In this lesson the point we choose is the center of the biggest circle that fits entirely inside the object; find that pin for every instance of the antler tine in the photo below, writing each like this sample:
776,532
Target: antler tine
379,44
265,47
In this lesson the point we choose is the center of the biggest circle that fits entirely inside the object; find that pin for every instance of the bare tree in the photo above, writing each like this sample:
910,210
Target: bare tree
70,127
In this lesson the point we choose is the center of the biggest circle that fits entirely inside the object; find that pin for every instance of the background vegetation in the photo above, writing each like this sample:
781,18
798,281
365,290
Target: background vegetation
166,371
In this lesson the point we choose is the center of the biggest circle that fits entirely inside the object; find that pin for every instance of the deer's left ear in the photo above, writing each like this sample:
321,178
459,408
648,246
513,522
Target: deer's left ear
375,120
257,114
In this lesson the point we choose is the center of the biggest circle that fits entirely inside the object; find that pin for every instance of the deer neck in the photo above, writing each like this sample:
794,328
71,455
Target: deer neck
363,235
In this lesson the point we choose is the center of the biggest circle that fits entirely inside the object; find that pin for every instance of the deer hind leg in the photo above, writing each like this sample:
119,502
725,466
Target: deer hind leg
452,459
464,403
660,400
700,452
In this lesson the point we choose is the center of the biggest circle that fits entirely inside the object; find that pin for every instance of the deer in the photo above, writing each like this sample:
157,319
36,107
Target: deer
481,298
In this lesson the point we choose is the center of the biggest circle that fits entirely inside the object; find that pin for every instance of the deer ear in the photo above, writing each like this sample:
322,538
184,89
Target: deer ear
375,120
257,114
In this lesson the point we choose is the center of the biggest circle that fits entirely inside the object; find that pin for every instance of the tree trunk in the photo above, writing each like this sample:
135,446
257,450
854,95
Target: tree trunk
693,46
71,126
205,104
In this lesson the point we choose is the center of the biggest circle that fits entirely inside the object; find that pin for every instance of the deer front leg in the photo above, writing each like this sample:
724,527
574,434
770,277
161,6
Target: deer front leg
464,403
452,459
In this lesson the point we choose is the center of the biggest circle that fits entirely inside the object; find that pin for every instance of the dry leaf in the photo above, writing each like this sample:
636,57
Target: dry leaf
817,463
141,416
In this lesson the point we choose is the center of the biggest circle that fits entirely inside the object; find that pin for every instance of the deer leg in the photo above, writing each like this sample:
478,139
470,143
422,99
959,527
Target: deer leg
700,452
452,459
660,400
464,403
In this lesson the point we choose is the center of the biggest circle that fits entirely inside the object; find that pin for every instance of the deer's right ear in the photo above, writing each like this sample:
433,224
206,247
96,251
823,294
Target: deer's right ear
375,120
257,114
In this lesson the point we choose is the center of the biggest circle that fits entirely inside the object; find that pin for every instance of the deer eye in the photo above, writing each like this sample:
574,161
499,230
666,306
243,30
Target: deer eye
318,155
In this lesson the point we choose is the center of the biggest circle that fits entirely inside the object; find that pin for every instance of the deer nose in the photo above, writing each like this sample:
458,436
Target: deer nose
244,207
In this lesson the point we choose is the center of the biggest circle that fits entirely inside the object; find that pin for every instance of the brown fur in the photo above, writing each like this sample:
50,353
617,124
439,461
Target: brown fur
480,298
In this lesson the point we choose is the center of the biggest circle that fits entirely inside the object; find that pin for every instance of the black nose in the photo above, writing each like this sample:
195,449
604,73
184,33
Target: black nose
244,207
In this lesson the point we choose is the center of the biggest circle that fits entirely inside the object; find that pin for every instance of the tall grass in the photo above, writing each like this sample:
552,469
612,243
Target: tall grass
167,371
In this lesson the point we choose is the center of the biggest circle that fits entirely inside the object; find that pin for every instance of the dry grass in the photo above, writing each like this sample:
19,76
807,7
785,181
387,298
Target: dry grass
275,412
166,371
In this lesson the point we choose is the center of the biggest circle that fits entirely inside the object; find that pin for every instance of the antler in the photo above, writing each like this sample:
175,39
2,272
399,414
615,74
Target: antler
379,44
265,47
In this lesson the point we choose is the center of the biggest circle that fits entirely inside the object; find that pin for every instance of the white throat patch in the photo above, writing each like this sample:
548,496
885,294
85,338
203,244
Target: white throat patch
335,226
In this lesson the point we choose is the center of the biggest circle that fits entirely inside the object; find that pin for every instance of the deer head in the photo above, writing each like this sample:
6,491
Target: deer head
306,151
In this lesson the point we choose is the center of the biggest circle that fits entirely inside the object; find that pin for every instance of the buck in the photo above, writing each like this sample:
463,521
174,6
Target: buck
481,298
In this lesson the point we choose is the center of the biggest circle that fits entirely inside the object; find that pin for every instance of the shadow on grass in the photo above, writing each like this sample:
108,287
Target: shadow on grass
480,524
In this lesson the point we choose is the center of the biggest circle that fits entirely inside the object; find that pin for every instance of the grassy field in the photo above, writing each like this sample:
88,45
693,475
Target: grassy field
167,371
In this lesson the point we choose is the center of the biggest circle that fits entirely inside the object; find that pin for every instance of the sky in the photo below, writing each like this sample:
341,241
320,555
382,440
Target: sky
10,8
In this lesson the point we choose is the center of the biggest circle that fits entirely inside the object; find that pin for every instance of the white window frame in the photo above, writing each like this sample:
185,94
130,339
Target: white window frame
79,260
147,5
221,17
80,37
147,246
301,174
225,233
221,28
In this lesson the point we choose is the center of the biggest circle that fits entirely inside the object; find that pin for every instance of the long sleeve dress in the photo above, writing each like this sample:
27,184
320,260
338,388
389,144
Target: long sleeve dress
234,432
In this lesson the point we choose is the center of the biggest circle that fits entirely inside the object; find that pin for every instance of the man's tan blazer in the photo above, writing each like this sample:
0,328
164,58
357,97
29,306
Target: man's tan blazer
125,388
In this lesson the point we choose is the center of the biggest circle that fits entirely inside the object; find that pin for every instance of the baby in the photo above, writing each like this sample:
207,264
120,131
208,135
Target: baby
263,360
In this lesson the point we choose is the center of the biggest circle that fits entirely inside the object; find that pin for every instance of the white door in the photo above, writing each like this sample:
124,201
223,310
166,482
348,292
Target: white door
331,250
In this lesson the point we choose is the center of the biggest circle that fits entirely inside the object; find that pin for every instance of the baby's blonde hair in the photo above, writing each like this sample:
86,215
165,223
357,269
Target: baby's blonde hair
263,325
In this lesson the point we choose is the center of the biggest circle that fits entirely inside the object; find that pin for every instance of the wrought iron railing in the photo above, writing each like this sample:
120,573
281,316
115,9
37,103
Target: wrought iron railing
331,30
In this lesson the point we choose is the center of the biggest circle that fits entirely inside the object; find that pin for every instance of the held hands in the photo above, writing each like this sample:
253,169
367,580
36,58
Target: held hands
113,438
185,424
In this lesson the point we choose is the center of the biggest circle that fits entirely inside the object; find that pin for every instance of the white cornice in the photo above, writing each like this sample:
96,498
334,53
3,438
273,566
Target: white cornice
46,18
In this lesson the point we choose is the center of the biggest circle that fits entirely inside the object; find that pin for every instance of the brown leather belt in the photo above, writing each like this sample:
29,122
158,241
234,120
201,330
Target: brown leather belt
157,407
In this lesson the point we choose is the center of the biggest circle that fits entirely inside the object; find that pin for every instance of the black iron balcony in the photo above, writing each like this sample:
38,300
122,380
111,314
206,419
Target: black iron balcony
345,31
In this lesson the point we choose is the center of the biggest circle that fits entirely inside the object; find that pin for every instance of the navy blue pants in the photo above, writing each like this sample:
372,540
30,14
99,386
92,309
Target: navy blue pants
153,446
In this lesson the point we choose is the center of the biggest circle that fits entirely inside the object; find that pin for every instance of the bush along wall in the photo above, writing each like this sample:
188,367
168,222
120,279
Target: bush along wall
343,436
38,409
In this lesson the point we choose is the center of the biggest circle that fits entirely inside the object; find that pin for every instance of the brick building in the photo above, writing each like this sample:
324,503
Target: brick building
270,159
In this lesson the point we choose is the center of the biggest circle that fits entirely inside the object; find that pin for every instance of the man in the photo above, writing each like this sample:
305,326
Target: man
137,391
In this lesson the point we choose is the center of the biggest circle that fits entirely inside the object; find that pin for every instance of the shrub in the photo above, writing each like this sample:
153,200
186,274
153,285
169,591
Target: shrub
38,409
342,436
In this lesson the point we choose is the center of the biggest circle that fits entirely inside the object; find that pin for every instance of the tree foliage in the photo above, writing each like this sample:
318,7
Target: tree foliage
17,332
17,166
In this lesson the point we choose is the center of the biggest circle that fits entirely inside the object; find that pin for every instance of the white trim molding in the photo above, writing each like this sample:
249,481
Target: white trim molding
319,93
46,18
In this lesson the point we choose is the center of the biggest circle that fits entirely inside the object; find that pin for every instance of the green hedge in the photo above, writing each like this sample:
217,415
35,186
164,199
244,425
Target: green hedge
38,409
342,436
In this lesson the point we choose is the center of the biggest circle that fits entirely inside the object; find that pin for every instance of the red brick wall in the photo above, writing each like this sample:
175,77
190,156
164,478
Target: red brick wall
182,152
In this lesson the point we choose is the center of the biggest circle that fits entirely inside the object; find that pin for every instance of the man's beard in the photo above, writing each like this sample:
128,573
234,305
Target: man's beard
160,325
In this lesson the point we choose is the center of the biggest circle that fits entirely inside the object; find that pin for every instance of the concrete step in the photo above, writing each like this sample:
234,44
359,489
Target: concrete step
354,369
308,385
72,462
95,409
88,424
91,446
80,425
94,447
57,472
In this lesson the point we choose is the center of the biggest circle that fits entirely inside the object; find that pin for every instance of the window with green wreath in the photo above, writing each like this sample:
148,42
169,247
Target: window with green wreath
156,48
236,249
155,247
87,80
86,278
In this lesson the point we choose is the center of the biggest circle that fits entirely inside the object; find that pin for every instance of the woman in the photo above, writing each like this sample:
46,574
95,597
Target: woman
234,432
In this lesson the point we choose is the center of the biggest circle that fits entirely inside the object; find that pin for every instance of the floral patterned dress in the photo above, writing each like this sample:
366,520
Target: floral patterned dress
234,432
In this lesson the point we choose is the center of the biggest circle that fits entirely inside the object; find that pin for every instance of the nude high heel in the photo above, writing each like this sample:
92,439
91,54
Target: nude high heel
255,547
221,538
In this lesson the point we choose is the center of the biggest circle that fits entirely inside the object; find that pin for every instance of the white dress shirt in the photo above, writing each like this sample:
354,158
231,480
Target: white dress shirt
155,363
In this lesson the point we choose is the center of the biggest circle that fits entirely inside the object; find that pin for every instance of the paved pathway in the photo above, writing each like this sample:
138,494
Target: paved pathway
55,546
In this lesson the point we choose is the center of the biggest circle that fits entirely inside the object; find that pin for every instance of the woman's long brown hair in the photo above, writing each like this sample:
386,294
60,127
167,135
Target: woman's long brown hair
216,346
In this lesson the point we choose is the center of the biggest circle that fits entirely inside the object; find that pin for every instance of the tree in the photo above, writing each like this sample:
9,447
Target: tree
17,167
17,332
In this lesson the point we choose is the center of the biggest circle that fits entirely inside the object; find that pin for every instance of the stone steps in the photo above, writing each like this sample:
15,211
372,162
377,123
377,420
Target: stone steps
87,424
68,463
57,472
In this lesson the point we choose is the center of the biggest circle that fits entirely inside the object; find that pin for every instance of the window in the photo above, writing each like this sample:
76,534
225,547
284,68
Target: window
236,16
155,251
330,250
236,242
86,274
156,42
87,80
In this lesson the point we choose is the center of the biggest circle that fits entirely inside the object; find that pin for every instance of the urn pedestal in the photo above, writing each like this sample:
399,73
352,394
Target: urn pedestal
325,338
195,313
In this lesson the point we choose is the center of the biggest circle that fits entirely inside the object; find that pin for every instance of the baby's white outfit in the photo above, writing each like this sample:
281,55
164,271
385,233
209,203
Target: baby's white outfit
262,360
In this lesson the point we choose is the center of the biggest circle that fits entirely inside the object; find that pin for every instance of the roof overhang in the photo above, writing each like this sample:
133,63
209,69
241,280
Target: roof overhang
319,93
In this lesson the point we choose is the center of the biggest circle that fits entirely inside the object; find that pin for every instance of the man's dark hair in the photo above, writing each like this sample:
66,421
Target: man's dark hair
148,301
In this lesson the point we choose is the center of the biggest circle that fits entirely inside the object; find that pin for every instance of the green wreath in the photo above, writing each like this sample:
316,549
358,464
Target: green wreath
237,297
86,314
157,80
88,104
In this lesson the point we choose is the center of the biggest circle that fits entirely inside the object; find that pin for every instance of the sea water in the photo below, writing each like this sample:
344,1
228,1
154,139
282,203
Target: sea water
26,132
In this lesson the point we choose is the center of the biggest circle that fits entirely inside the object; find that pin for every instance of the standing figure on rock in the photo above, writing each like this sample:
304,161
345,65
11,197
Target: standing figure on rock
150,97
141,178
########################################
> **YOUR ASSIGNMENT**:
Determine how many lines contain the string "below" in the listing, and state that number by itself.

> **EXERCISE SOLUTION**:
3